> _Requirements_
Pull out every line of the items below that contains the word "street", and copy each one in full.

> _Information provided_
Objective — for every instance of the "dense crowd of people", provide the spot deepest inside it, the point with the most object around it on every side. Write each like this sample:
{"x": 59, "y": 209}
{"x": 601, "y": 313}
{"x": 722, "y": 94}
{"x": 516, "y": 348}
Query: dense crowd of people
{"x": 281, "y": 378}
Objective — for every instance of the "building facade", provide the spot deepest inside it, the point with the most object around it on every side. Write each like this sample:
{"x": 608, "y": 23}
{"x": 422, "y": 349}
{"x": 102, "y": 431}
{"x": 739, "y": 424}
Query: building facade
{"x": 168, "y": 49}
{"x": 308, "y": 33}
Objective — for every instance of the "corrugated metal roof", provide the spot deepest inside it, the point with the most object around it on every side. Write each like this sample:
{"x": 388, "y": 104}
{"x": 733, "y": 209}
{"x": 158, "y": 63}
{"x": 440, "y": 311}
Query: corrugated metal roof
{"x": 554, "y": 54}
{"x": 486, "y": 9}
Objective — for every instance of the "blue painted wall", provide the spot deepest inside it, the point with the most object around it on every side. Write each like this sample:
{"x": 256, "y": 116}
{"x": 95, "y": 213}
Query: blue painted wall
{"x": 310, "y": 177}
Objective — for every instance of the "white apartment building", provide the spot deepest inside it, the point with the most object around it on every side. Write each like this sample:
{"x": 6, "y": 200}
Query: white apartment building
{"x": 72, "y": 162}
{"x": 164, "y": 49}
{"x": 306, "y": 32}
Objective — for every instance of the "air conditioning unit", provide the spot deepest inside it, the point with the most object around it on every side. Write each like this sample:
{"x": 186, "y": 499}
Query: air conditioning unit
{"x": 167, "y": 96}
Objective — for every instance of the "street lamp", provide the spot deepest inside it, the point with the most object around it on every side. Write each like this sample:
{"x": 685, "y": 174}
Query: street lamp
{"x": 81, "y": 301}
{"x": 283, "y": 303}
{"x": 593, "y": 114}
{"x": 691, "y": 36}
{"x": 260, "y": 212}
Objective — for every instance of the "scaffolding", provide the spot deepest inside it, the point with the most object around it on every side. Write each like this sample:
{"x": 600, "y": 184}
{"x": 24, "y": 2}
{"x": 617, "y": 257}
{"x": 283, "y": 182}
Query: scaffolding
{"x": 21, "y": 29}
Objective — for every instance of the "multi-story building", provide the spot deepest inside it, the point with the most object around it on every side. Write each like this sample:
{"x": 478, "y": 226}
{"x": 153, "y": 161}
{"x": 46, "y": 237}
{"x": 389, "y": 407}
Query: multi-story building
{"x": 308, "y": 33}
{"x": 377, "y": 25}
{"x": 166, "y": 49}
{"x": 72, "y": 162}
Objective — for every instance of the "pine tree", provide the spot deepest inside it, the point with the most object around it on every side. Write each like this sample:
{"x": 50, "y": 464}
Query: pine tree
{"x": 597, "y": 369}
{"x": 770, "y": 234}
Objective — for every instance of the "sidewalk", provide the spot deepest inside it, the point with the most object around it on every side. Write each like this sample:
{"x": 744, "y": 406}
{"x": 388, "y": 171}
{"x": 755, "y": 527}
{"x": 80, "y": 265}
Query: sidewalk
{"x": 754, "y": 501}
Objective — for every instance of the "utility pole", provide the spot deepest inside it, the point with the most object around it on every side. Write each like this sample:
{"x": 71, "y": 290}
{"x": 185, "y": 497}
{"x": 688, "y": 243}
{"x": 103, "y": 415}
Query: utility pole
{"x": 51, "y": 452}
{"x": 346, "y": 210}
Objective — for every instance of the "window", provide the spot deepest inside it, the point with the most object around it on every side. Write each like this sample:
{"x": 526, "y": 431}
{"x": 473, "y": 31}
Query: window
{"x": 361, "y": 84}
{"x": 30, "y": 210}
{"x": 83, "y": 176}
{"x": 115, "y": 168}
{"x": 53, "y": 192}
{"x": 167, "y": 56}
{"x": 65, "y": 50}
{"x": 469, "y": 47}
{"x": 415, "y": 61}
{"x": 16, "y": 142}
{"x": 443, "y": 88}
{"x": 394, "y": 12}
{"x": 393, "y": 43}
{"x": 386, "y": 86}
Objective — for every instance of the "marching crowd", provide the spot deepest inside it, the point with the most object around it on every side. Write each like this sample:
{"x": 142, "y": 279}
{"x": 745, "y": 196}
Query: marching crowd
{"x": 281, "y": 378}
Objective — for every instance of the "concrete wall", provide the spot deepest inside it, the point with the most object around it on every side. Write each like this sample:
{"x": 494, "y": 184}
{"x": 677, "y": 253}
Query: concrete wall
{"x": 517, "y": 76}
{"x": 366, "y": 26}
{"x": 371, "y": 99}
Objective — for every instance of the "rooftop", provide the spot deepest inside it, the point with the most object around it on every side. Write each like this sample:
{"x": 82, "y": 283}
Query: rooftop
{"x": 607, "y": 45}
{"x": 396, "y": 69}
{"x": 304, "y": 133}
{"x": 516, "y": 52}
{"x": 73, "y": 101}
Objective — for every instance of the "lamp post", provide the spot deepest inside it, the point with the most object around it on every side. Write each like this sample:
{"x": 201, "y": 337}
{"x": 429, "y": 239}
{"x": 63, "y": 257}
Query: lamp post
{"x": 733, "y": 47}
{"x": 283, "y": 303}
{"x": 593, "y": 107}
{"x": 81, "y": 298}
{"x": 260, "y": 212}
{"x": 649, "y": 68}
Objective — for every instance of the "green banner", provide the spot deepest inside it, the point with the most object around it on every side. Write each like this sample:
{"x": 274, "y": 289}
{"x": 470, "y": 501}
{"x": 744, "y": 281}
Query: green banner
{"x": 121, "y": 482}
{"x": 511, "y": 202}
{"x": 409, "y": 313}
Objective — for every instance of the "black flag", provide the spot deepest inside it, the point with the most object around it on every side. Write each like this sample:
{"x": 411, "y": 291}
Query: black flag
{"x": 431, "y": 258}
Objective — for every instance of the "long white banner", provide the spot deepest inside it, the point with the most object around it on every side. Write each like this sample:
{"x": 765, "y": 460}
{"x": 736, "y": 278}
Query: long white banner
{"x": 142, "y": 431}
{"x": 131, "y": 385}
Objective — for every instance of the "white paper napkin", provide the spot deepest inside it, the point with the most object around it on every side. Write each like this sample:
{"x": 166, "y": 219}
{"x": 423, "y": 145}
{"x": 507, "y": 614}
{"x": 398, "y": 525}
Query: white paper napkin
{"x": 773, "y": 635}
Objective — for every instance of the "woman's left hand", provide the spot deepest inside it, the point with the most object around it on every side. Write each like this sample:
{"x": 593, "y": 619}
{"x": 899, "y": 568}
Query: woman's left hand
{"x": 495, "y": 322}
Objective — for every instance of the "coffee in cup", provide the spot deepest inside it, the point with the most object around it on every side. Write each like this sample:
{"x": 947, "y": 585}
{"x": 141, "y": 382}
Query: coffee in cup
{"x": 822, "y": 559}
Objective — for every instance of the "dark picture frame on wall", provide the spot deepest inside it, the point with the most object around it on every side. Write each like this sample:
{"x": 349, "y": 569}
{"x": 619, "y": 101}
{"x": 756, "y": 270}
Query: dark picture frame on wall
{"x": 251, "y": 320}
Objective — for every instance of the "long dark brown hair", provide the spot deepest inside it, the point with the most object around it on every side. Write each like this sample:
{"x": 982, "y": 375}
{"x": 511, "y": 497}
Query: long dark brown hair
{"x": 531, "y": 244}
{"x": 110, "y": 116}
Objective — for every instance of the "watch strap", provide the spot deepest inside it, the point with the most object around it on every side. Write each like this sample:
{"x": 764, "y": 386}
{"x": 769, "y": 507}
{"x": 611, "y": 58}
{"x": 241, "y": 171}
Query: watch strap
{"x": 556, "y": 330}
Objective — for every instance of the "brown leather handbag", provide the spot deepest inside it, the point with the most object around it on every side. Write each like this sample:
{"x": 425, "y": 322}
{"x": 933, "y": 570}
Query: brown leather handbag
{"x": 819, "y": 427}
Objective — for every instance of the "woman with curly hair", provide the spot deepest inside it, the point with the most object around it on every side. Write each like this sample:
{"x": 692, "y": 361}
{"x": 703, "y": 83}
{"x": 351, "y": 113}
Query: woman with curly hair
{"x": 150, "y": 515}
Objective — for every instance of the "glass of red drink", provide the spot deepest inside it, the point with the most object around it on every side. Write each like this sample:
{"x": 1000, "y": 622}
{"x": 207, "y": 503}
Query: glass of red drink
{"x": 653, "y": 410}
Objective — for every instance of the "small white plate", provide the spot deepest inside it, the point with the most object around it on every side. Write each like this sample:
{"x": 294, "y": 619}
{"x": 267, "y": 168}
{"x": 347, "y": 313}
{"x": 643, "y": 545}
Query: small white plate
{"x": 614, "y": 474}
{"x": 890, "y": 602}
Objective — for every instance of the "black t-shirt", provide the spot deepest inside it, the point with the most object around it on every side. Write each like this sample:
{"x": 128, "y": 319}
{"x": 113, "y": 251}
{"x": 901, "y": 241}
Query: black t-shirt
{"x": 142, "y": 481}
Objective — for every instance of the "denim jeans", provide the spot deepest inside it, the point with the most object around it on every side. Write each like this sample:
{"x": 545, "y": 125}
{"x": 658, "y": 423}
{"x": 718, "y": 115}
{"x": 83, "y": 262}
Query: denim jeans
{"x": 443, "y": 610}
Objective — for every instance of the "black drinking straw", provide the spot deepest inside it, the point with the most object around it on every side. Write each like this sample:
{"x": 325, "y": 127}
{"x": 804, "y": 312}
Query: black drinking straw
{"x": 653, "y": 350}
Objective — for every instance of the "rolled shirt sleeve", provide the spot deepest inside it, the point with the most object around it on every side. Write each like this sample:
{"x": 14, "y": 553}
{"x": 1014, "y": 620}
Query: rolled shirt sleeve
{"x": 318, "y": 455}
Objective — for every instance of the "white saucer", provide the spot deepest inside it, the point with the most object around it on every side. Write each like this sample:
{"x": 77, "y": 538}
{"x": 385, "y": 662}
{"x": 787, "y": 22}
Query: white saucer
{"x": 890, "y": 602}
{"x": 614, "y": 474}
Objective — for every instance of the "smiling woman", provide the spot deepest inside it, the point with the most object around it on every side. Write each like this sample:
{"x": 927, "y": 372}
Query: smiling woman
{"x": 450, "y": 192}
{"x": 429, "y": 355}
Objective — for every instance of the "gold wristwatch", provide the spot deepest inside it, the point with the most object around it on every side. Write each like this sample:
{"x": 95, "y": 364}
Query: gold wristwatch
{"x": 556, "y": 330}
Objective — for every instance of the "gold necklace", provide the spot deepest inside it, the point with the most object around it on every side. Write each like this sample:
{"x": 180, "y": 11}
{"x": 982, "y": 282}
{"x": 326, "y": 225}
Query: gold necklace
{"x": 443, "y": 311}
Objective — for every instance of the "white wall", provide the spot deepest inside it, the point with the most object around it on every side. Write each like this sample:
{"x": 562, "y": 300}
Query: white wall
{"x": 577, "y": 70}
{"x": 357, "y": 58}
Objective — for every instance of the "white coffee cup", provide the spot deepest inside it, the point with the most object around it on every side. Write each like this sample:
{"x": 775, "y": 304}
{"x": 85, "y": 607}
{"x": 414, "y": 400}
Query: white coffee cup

> _Answer below_
Objective — for every instance of the "street lamp", provide the spot deepest inside it, the point with the most object around it on every side. Write each like this sample:
Query: street lamp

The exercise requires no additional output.